Namanya Wisnu Maruto. Namun orang-orang mengenalnya sebagai Melvis, singkatan dari Mas Elvis. Panggilan itu muncul karena Wisnu sangat tergila-gila pada Elvis Presley, penyanyi idola zaman bahuela.
Melvis merupakan mahasiswa kawakan saat bergabung di sebuah universitas negeri di Surabaya. Beda usianya hingga lima tahun di atas mahasiswa lainnya. Sebelumnya ia pernah kuliah di Yogjakarta. Sedang di Surabaya Melvis menempuh kuliah di dua tempat sekaligus.
Karena kawakan, ia tampak sangat percaya diri. Melvis menjadi salah satu mahasiswa paling bersinar diantara mahasiswa baru yang umumya berasal dari luar Kota Surabaya.
Dalam perjalanan waktu, kawan-kawan pun mulai mengenal karakter Melvis sesungguhnya. Percaya diri yang cenderung berlebihan mungkin sudah menjadi pembawaannya. Tapi semua suka memang. Yang tak suka umumnya mencap dia sebagai sombong. Si omong besar.

DATA YANG DIBERIKAN:

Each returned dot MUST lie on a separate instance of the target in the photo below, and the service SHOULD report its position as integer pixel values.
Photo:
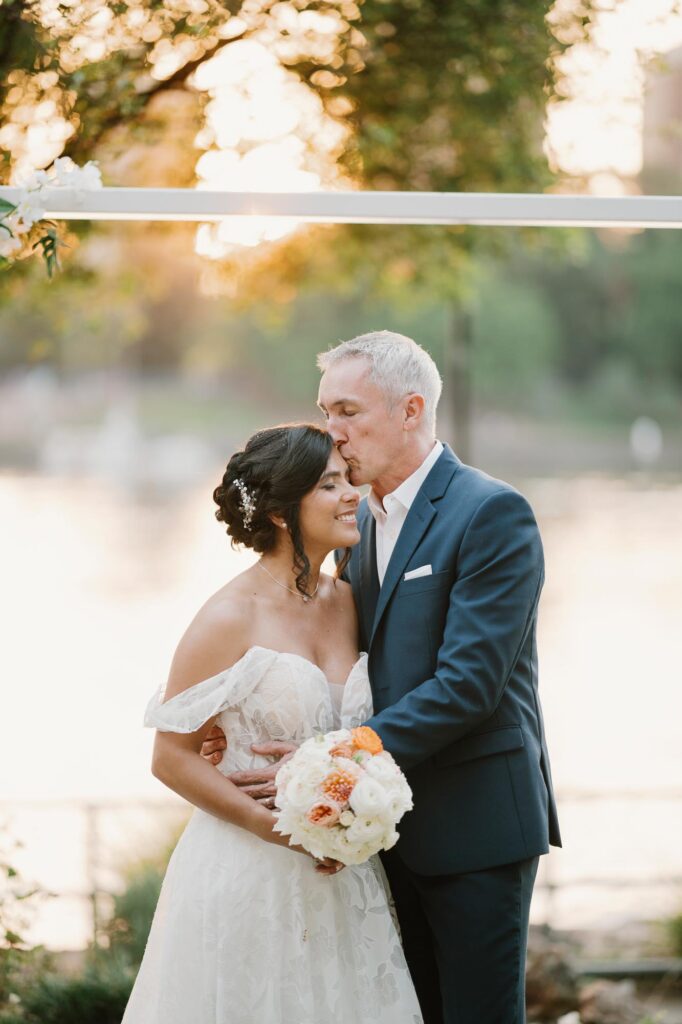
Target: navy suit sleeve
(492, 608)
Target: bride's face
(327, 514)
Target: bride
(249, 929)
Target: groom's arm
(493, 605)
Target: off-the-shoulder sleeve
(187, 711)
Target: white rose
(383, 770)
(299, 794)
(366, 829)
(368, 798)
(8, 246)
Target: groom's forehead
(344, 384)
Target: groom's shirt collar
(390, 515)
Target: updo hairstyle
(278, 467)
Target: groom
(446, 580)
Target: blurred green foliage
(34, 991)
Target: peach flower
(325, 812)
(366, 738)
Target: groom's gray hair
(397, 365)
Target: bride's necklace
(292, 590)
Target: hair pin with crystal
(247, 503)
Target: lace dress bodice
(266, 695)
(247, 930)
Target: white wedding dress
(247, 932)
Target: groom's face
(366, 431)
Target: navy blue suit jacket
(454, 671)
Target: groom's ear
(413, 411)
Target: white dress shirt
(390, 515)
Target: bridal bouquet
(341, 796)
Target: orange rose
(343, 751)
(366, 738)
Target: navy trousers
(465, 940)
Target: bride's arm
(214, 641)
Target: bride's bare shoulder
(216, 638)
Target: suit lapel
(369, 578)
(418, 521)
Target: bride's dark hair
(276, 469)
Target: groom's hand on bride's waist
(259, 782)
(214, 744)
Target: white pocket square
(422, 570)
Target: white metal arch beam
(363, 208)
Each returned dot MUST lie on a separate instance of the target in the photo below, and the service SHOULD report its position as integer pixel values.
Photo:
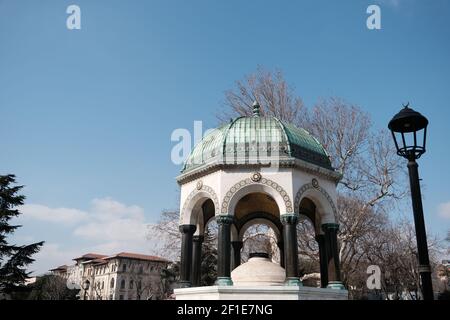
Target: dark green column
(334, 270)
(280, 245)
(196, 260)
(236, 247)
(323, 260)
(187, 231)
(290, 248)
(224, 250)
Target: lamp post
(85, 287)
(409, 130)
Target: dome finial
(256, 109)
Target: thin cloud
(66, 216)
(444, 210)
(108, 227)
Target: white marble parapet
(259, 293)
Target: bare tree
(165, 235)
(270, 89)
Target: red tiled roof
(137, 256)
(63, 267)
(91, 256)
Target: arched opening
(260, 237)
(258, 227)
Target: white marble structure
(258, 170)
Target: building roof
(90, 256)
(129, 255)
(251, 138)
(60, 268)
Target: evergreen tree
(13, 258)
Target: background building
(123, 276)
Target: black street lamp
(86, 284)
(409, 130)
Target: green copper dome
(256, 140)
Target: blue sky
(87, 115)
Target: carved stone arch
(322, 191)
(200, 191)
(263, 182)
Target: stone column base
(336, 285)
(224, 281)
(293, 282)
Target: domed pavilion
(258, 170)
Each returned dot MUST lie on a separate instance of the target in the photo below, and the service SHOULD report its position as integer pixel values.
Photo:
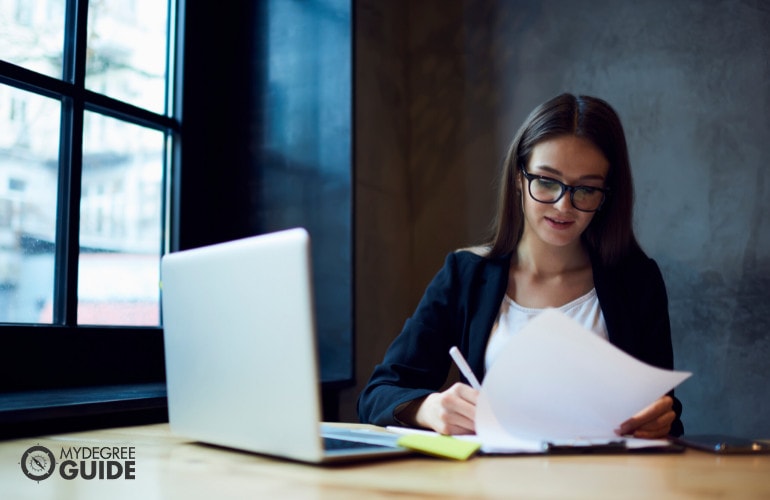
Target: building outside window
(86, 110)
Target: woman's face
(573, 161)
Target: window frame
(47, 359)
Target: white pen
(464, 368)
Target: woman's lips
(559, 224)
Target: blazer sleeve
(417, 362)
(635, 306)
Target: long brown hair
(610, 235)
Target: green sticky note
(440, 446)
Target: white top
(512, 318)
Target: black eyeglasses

TUJUAN TUGAS A: Tolong tuliskan kembali bagian teks tentang Melvis mulai dari "Karena kawakan, ia" sampai dengan "luar Kota Surabaya." tanpa perubahan apa pun.
TUJUAN TUGAS B: Dalam teks tentang Melvis, nama panggilan Melvis merupakan singkatan dari apa?
Daftar ini tidak berkaitan dengan teks tentang Melvis.

PENYELESAIAN LENGKAP A:
Karena kawakan, ia tampak sangat percaya diri. Melvis menjadi salah satu mahasiswa paling bersinar diantara mahasiswa baru yang umumya berasal dari luar Kota Surabaya.

PENYELESAIAN LENGKAP B: Mas Elvis.